1.
El 2 de diciembre de 1977, en el apartadero de trenes de Coney Island, Lee, Mono, Doc y Slave pintaron un tren entero, compuesto por diez vagones. Era un hito. No tanto por ser los primeros (en realidad fueron los segundos en pintar un tren entero) sino por el impacto de la pieza. Diez vagones, de arriba abajo, de un lado al otro, destacando sobre todo la composición central: un Papá Noel felicitando la navidad. Y junto él, en el resto de vagones, varios símbolos populares como Micky Mouse y otros elementos por el estilo. Así lo recuerda Lee: “Este tren fue lo mejor que hemos hecho nunca; bueno, y lo mejor que se haya hecho nunca en esa línea, en la línea 4. Estoy seguro de que la gente que lo vio no puso la televisión esa noche al volver a casa. Hablaron del tren que habían visto”.
2.

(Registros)
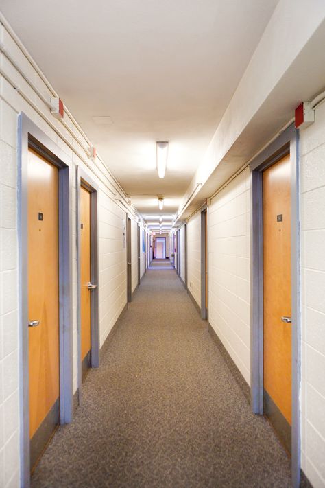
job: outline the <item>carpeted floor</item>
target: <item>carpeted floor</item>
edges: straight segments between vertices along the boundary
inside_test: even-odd
[[[289,460],[174,270],[147,271],[82,395],[33,488],[290,486]]]

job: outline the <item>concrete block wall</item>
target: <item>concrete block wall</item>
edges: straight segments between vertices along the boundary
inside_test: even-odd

_TAREAS ESCRITAS_
A. Según el fragmento sobre el tren de Coney Island, ¿cuántos vagones tenía el tren que pintaron Lee, Mono, Doc y Slave?
B. Reúne todas las filas de los registros que contienen la palabra "wall".
El fragmento y las filas proceden de fuentes distintas.

_RESPUESTAS POR TAREA_
A. Diez vagones.

B.
job: outline the <item>concrete block wall</item>
target: <item>concrete block wall</item>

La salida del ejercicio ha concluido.